■ **Source document**:
+ + + +

CHUENQUE BAY, BAJA CALIFORNIA, MONDAY, APRIL 4
A solitary autobús no larger than a sand flea jams gears and belches smoke as it crawls up the mountain and disappears on the single road to civilization. That’s my bus I am watching vanish. There won’t be another bus for twenty-four hours, if at all. When instinct and years of conditioning tell me to cry out — cry, “Stop! Wait! I’m coming with you!” — why do I hesitate? I look around me at the strangers upon whom my survival now depends and I realize I am not the only one having second thoughts. Why don’t they cry out? The only thing worse than being a fool is knowing that you have fallen into the hands of other fools.
Two days of hard traveling has delivered me to this remote, uninhabited, abruptly beautiful bay south of the small fishing village of Loreto and 150 miles north of La Paz. Chuenque Bay is the jumping-off place for the Southwest Outward Bound School’s thirteen-day sea kayaking course. In the morning we will load our kayaks and paddle south along the western shore of the Baja peninsula. We will camp on barren volcanic islands and sea-locked clear-water coves, wherever there is shelter or a place to land along this jagged coastline where the mountains of the great Sonoran Desert plunge into the Sea of Cortez. Except for a few tiny fishing villages accessible only by boat, nothing human has ever dented this fortress of nature. Having prepared for this trip by taking up jogging and cold turkeying alcohol and other drugs to which my hedonistic system has formed an alliance of two decades, I have wallowed now for several days in sanctimonious glory. Suddenly I feel apprehensive; I came here seeking a simple vehicle for escape, but as I behold the uneasy specter of my new companions and speculate on their motives, I experience a sinking sensation of an actor who has stumbled onto the wrong stage.
Our chief instructor, Ernest Tapley (always called Tap), calls our attention to a phenomenon in the sky: a blinding sun that has been absolute monarch slips behind towering peaks, simultaneously illuminating a full moon that appears as dramatically as the titles on a movie screen. “Many of you may never have seen this before,” Tap says, in a sing-song voice. I study the faces of my eight fellow Outward Bound (OB) students as they bustle around the campfire, a little too ready to go.

+ + + +

■ **Written problem**: Write the next part of the Baja sea kayaking narrative, starting right after its last sentence. Nothing in the listing is needed.

■ **Data entries**:
+ + + +

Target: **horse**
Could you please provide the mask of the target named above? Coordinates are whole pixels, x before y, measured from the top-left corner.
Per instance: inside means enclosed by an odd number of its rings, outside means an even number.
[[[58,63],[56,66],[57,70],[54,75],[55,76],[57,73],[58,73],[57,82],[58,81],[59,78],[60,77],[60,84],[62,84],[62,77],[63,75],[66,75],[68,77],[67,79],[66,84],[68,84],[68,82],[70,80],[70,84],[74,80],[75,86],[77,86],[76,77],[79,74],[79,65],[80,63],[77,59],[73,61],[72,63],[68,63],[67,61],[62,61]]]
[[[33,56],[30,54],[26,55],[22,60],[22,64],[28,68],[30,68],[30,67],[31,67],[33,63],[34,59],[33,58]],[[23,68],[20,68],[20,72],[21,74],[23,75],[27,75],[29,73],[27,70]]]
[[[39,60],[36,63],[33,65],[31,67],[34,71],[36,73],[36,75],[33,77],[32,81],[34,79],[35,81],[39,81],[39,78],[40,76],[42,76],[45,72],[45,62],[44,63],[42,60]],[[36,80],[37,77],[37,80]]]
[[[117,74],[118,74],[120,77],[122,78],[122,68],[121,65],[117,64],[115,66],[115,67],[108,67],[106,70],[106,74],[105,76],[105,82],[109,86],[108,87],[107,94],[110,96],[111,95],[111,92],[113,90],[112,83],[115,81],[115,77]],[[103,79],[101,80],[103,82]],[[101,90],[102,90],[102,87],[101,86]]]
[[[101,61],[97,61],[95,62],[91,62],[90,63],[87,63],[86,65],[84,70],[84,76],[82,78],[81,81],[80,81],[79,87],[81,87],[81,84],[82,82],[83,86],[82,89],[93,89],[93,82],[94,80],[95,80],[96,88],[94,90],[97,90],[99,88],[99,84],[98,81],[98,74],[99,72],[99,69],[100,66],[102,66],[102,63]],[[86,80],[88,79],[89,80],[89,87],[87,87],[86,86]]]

+ + + +

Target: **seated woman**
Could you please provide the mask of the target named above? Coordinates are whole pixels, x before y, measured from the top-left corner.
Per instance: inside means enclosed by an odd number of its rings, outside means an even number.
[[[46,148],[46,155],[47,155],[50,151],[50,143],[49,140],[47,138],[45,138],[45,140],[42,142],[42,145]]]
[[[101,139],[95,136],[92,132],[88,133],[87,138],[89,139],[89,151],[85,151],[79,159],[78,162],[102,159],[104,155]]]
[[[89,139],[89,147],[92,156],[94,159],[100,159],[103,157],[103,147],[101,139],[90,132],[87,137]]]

+ + + +

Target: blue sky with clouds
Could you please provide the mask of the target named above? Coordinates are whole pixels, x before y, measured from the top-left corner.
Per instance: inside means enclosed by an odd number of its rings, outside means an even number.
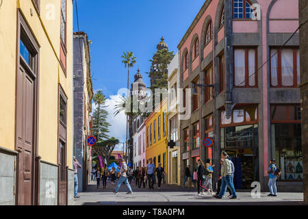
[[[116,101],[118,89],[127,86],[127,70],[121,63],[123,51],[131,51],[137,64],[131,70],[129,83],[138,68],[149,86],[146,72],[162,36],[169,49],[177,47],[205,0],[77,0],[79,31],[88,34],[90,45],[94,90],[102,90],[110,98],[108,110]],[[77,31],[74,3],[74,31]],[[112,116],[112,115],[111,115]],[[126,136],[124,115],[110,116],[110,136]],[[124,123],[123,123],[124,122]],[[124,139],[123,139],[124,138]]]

+ + + +

■ **Reply**:
Until today, none of us had ever met. A big part of the trip is supposed to be learning to work with strangers against a hostile environment. The students come from Washington, California, New Mexico, Texas, Illinois, Ohio, Virginia, Connecticut, New York. There are two college students, a teacher, an architect, a bank-computer expert, a nurse, a man between jobs and wives,a rich girl on the bum, and me. All have paid $450 tuition plus transportation for the opportunity of experiencing thirteen days of hardship, deprivation, and danger. The youngest is 18 and, at 42, I am the oldest. Also, according to one theory, the best. Kurt Hahn, the crusty old headmaster who founded Outward Bound in Wales in 1941, did so after observing this apparent contradiction: studies of British merchant seamen shipwrecked and cast adrift demonstrated that, contrary to popular belief, it was the older seamen who survived. Hahn concluded that the younger ones lacked a feel for wind and weather, and, more than that, a faith in their own inner resources. Hahn’s first OB course offered seamen thirty days of small-craft training, athletics, hard traveling by compass and chart, rescue training, and practical lessons in why you’d better trust your fellow man. That curriculum is not too different from the ones we’re offered. There are dozens of other OB courses we might have selected — mountaineering in Colorado, sailing off the coast of Maine, backpacking in the Big Bend or Gila Wilderness, white watering in Canada, cycling in Nova Scotia — but no doubt the reason each is here goes somewhere beyond logic. There is something in this confluence of sea and desert that transcends the visceral imperative of mere adventure. In contrast to the land, the sea is a shimmering, live storehouse, a silent world of plenty, a place to be loved and feared and finally to be dealt with. The sea is the reason we are all here.
Mark, a small Japanese American who works for a large Midwestern bank, tells me: “I could have gone to Europe for what this is costing. But what could I do in Europe? Hang around a bunch of old museums? I’m not interested in seeing something someone else did.” This is Mark’s second OB course. Mark’s teeth chatter as he speaks; he zips his windbreaker to the neck and burns his fingers attempting to pour coffee into his tin OB-issue cup. “Maybe we’re all crazy,” says Frank, a tall, wire-haired young man who has LA written all over him and snaps his fingers when he talks. “Hey, man, you’re from Austin! All right! Where it’s at!” Four of the nine students are female and Frank has already connected with the prettiest, a student from Connecticut named Carla. Carla says she wants to prove something to the people back home. Barbi, a tall, thin nurse from Cleveland, replies that the only person she has to prove anything to is herself. Linda, a chubby twenty-year-old rich girl from Virginia, says she is here because it’s real, because she’s sick of people copping out. Ann, a large-boned blonde schoolteacher, believes that by exposing herself to the external pressures of this environment, an inner self will emerge, some being she has lived with but never met.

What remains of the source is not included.